# Start of Working data

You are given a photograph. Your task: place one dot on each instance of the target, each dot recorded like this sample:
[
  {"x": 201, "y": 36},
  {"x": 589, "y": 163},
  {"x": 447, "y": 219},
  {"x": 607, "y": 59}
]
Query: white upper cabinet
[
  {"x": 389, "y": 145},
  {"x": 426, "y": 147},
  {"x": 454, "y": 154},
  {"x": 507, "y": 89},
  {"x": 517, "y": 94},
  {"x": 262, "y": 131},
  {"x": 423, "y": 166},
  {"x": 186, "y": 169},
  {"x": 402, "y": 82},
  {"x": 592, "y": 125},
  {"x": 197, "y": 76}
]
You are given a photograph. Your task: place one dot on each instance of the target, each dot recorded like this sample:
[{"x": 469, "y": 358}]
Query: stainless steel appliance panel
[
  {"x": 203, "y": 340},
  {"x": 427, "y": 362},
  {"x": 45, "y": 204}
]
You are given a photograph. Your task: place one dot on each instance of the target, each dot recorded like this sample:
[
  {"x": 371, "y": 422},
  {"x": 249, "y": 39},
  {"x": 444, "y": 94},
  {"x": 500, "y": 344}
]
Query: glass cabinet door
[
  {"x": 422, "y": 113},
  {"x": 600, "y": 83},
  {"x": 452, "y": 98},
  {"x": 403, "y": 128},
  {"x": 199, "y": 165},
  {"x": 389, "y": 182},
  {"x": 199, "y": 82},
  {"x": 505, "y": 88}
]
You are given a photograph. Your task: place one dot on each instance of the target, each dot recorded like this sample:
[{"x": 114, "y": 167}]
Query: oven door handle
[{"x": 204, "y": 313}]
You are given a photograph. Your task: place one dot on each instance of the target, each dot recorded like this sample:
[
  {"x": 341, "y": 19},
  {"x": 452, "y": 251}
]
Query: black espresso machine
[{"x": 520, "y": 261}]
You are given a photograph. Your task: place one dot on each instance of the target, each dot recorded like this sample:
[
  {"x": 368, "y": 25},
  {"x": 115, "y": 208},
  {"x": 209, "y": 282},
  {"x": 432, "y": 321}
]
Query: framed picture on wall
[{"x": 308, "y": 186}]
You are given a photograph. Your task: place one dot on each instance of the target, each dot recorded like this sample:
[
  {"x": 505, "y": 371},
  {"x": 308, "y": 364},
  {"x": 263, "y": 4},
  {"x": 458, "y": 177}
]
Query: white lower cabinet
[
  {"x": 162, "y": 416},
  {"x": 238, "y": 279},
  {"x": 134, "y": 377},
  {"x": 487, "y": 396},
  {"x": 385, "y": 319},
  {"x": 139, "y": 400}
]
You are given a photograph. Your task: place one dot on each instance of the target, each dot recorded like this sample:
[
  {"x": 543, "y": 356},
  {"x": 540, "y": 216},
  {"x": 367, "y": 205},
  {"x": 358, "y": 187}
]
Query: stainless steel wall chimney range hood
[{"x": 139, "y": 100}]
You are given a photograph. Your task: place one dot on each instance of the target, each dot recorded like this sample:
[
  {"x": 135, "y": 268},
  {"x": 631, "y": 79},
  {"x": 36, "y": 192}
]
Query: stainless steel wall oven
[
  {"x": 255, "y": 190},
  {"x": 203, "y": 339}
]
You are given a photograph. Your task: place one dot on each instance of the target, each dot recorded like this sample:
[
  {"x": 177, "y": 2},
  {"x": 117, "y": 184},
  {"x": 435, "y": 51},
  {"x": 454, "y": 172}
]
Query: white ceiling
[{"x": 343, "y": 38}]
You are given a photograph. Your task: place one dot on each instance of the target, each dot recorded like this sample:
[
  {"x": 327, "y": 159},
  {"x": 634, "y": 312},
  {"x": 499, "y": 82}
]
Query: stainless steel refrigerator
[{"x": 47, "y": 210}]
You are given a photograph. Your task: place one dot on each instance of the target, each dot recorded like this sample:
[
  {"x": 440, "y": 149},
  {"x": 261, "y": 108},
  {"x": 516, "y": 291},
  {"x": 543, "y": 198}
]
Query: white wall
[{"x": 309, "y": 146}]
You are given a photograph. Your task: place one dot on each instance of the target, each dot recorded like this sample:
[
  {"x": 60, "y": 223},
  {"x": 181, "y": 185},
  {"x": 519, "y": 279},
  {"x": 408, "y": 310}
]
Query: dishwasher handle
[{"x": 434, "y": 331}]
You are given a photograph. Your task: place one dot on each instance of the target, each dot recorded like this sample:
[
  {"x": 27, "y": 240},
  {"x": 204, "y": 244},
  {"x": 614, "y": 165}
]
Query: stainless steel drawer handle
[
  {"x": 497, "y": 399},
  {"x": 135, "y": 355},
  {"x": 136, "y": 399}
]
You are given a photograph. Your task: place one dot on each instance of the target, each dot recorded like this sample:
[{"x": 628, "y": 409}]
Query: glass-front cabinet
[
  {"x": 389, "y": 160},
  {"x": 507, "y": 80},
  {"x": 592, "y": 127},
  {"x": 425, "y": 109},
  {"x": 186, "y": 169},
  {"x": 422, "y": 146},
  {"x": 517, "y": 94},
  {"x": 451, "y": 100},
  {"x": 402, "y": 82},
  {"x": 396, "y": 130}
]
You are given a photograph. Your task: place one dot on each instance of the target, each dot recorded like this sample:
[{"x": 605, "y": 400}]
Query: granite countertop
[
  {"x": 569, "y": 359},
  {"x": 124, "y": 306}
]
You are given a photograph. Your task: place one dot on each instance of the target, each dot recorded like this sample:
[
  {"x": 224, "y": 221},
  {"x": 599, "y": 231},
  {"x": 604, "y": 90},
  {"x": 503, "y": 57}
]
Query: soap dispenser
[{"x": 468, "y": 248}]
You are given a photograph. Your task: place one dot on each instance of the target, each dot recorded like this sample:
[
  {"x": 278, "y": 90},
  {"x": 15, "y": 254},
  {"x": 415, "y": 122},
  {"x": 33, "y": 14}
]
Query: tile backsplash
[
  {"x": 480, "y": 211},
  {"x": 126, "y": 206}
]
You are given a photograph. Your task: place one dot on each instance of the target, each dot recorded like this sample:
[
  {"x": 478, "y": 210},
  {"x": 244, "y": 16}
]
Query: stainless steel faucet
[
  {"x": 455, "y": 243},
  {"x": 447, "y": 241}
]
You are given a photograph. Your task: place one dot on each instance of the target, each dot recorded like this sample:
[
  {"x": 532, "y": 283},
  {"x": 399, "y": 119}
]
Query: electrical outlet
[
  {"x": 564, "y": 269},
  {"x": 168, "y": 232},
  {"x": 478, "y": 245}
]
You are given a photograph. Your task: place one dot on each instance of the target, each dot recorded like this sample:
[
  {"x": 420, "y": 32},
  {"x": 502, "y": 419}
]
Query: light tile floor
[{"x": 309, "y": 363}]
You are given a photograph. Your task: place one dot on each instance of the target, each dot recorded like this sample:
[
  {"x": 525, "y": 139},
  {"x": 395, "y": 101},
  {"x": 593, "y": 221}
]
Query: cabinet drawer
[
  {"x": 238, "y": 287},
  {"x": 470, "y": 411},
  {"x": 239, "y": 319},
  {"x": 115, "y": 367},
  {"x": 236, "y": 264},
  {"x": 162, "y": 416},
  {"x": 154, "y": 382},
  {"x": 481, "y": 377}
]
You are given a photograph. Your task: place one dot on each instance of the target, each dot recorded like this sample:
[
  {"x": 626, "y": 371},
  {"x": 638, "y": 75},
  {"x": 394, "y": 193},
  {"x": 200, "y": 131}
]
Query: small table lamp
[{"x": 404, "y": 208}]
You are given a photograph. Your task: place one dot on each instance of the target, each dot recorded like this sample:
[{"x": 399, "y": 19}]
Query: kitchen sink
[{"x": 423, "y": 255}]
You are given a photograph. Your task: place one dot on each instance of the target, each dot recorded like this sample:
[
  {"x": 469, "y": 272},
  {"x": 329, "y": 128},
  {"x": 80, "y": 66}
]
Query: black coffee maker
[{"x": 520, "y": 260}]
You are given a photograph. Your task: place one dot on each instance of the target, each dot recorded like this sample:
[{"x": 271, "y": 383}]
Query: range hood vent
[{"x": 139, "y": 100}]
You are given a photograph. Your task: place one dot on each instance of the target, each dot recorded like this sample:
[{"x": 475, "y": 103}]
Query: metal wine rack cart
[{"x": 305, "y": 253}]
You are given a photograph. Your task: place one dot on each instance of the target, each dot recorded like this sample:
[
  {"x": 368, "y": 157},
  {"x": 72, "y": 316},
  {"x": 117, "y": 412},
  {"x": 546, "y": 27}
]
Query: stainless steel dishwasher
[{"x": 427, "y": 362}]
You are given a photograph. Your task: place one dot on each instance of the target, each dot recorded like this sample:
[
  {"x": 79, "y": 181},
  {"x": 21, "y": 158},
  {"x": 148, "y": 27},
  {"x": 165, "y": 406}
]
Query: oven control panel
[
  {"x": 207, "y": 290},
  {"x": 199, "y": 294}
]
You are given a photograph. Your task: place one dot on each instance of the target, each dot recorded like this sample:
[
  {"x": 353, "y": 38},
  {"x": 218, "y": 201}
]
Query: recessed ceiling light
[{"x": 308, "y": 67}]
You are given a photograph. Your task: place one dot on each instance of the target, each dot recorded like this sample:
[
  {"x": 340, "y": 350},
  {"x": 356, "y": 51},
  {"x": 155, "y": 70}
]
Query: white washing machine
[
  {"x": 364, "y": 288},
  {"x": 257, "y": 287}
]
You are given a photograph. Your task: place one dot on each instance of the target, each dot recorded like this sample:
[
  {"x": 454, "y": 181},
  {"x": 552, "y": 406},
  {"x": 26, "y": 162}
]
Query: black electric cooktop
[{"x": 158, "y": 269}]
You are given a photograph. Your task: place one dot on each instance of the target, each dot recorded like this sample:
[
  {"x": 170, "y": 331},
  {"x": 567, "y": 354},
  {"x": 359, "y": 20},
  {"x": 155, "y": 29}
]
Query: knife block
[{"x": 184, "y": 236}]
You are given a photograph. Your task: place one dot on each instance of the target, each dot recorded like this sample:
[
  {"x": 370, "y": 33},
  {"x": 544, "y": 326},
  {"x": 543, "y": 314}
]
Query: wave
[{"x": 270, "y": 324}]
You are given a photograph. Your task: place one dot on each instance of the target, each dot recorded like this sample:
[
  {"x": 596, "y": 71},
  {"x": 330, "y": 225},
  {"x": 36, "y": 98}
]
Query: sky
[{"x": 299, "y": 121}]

# End of Working data

Copy out each line of the listing above that contains the word "cabinet".

Query: white upper cabinet
Query: glass cabinet door
Query: white lower cabinet
Query: glass-front cabinet
Query: cabinet drawer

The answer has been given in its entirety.